В двух веках. Жизненный отчет российского государственного и политического деятеля, члена Второй Государственной думы (Гессен) - страница 39

Одно из поручений, на меня выпавших, было уже более серьезно и рискованно: нужно было доставить из Харькова в Одессу транспорт девятого выпуска журнала «Народная воля». Чтобы объяснить родителям неожиданный отъезд, пришлось пуститься на обман: я уверил, и то не отца, а мать для передачи ему, что должен проведать заболевшую приятельницу. Подобные выдумки доставались мне очень дорого, я краснел до корней волос, но в данном случае смущение не могло заронить никакого подозрения: и само по себе такое признание должно было вызвать краску на лице и немало огорчило отца опасениями о неравном браке или, еще хуже, о внебрачном сожительстве. Тем сильнее я был тронут, когда за час перед отъездом отец зашел в мою комнату и с вопросом: «А разве у тебя есть деньги?» – протянул мне несколько кредиток.

* * * * * * *

■ Постановка задачи
Какой груз, согласно выбранному отрывку, нужно было доставить из Харькова в Одессу?

■ Исходный материал
* * * * * * *

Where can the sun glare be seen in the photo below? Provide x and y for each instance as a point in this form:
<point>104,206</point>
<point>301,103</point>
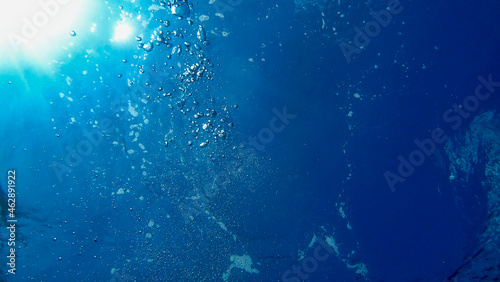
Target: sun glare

* * * * * * *

■ Решение задачи
Транспорт девятого выпуска журнала «Народная воля».